I stumbled across a rather brief May 13, 2013 announcement on the ICON (International Council on Nanotechnology) website about a French nanomaterial initiative,
France Extends Deadline for Reporting Nanomaterials (NOECT Blog)
Further investigation landed me on the R-Nano.fr; Declaration of Nanomaterials website,
Welcome to the website for declaring substances with nanoparticle status: “r-nano”. On these pages you can declare the substances with nanoparticle status that you produce, import, distribute, or formulate, as required by Articles L. 523-1 to L. 523-5 of the French Environmental Code.
At the deadline of 30 April 2013, 457 companies have made 1991 declarations. These initial results shows a satisfactory mobilization of stakeholders.
The Ministry of Ecology, Sustainable Development and Energy, considering the diversity of actors covered by the declaration requirement, and at the request of several industries, decided, for the first reporting year, to grant two more months to complete the declarations. Thereby, exceptionally, new declarations can be initiated and submitted until 30 June 2013.
There’s a little more explanation of the site’s raison d’être on the Help/FAQs page,
Q : 1/ Why is there a system for declaring substances with nanoparticle status ?
Because of the advantages offered by their specific properties, substances with nanoparticle status are used in a number of sectors: foodstuffs, aeronautics, cosmetics, alternative energies, pneumatics, health, sport and others. The properties in question are such as to create potential hazards for humans and the environment. As emphasised in the European Commission Communication of 3 October 2012, a substance can present different hazards depending on whether it has bulk status or nanoparticle status.
For a better understanding of the issues, it seems necessary to acquire an improved knowledge of the market, including the substances marketed in France, their uses, the sectors in which they are used, the quantities involved, etc.

Information given:
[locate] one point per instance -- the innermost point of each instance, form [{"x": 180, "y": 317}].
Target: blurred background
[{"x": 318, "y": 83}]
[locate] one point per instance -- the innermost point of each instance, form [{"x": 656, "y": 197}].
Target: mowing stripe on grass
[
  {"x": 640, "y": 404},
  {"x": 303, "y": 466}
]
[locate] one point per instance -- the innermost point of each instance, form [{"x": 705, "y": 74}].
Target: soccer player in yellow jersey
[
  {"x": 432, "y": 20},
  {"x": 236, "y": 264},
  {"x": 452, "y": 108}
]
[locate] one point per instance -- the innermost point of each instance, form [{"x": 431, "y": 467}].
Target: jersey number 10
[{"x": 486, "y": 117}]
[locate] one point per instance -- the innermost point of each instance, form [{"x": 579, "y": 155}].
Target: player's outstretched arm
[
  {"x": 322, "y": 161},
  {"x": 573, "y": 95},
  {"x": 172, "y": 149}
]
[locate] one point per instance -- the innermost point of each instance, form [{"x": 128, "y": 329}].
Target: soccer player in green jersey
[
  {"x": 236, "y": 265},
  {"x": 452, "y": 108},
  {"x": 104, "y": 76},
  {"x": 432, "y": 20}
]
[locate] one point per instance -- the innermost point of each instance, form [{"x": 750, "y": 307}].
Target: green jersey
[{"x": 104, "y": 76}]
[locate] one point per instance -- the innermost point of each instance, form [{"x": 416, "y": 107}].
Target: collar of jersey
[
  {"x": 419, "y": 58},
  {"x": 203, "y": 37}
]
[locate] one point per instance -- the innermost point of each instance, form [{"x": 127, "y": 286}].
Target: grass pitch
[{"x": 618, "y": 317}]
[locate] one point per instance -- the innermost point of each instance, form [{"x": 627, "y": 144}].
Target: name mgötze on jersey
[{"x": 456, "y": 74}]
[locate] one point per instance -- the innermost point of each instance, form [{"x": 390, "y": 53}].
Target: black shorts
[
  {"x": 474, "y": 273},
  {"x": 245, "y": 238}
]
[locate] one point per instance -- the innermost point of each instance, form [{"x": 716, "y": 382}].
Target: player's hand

Activity:
Copy everything in the nanomaterial declaration text from "Further investigation landed" down to "French Environmental Code.", switching "Environmental Code" to "Environment Code".

Result for this task:
Further investigation landed me on the R-Nano.fr; Declaration of Nanomaterials website,
Welcome to the website for declaring substances with nanoparticle status: “r-nano”. On these pages you can declare the substances with nanoparticle status that you produce, import, distribute, or formulate, as required by Articles L. 523-1 to L. 523-5 of the French Environment Code.